If pressed to sum up their political philosophy in a single sentence, many libertarians will cite the following proposition, formulated by Ayn Rand in her essay “Man’s Rights”:
A civilized society is one in which physical force is banned from human relationships–in which the government, acting as a policeman, may use force only in retaliation and only against those who initiate force.
In a second essay, “The Nature of Government,” she expresses the same essential idea in a slightly different way:
The precondition of a civilized society is the barring of physical force from social relationships–thus establishing the principle that if men wish to deal with one another, they may do so only by means of reason: by discussion, persuasion and voluntary, uncoerced agreement.
The moral stance referenced above has come to be known as the “non-aggression principle” (or”axiom”).
Both Randians and a second group of libertarians who derive natural rights from the fundamental principle of self-ownership (the “anarcho-capitalists”) hold that fraud is a form of aggression or theft, and should be prohibited and punished on this basis. The purpose of this post is to examine whether these theorists have convincing grounds to do so within the confines of the intellectual frameworks under which they operate.
This is an important question because virtually all libertarians agree that fraud should be penalized, so a failure to demonstrate that this conclusion can plausibly be derived from their first principles would be a cause for concern about the soundness or at least the completeness of the ethical foundations they have adopted. I will suggest (without treating this subject in the depth it deserves) that there is no clear basis for deriving prohibitions on fraud from Randian ethics or from self-ownership, and will argue that a Nozick-style libertarianism, based on “respect for persons,” is a much surer route to this conclusion.
Rand does not discuss the issue of fraud in any detail, but it is clear that she regards it as akin to the initiation of physical force that is prohibited under her non-aggression axiom: “Fraud [like breach of contract] involves a similarly indirect use of force: it consists of obtaining material values
without their owner’s consent under false pretenses or false promises”

STATED EXERCISE A: In the essay on libertarianism and fraud, swap "civilized" for "free" and write out everything from "If pressed to" down to "voluntary, uncoerced agreement.".
STATED EXERCISE B: Continue the essay on libertarianism and fraud from the point where it stops.

DATASET ROWS:
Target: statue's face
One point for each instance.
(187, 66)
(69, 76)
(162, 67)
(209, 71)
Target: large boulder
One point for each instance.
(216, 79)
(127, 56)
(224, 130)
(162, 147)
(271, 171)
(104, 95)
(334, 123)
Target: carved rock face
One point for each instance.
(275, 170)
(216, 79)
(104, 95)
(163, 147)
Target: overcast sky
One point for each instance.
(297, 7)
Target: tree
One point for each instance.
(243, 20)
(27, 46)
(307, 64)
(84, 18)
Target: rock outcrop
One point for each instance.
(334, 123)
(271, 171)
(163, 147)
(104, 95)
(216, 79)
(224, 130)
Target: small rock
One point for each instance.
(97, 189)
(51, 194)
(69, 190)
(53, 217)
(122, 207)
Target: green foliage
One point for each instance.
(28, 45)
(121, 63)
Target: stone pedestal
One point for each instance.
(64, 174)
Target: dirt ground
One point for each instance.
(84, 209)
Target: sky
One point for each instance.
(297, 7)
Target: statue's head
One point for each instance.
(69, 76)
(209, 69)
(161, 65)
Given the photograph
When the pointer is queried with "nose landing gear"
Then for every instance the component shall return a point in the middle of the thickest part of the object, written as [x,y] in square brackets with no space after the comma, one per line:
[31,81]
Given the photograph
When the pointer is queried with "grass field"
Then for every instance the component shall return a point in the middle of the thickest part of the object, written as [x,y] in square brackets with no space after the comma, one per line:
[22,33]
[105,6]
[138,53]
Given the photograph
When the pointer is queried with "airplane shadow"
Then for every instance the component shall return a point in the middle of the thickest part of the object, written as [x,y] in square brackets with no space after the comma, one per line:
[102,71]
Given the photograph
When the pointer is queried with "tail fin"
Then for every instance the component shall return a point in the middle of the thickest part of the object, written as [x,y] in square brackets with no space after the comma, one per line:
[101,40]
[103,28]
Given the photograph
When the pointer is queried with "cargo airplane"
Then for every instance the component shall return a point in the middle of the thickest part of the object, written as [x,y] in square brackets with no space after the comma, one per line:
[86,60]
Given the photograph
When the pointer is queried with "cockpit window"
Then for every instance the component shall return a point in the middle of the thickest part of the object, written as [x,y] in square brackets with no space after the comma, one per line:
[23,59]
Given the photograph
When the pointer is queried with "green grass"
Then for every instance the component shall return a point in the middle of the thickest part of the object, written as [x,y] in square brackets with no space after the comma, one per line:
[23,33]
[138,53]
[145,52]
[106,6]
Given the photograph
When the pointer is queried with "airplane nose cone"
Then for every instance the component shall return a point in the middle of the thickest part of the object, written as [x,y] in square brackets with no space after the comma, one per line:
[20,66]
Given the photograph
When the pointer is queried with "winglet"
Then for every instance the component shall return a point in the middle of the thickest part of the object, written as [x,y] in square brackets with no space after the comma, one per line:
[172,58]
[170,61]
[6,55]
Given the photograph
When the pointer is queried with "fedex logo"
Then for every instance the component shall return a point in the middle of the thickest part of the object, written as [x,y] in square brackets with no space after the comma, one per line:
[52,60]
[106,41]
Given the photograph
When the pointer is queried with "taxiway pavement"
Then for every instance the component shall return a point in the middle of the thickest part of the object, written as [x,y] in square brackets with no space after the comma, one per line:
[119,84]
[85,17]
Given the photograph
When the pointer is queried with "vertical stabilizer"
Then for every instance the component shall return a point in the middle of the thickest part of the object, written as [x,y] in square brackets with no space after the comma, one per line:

REPLY A:
If pressed to sum up their political philosophy in a single sentence, many libertarians will cite the following proposition, formulated by Ayn Rand in her essay “Man’s Rights”:
A free society is one in which physical force is banned from human relationships–in which the government, acting as a policeman, may use force only in retaliation and only against those who initiate force.
In a second essay, “The Nature of Government,” she expresses the same essential idea in a slightly different way:
The precondition of a free society is the barring of physical force from social relationships–thus establishing the principle that if men wish to deal with one another, they may do so only by means of reason: by discussion, persuasion and voluntary, uncoerced agreement.

REPLY B:
(from “The Nature of Government”). However, with all due respect to Rand, her effort to assimilate fraud to some sort of “force” is unsatisfactory.
There are at least two problems. First, the mechanism of fraud does not involve the use of force in the ordinary sense of that term. Rather, fraud is the inducement of trust through some form of misrepresentation or deceit. The crime is consummated when the victim hands-over his money or property to the perpetrator. In some sense the victim’s cooperation is required to effect the fraudulent transfer. By the time the fraud is discovered, the proceeds will often have been spent or dissipated, so there is not even an immoral use of force in holding onto the ill-gotten gains.
But there is a deeper problem. For Rand, the non-aggression principle is the product of a comprehensive philosophical system she called Objectivism. I have critiqued the ethical foundations of her theory in my book, Nozick’s Libertarian Project: An Elaboration and Defense, and so will not repeat it here. One of the basic problem I see is that Rand’s ethical system, contrary to conventional morality, locates the origins of our moral obligations not in the duties we owe others, but in the duty we owe ourselves to act “rationally” (in her particular interpretation of this notion).
So, it is unclear why we should punish someone for acting “irrationally,” i.e. by perpetrating a fraud. Didn’t the scam artist harm only himself? Moreover, even if we get past this problem, we can ask why the victim should be allowed redress for his failure to act rationally, i.e. to detect or prevent the fraud. More needs to be said here, but I think the preceding is at least sufficient to identify the difficulty I see with the Randian treatment of fraud.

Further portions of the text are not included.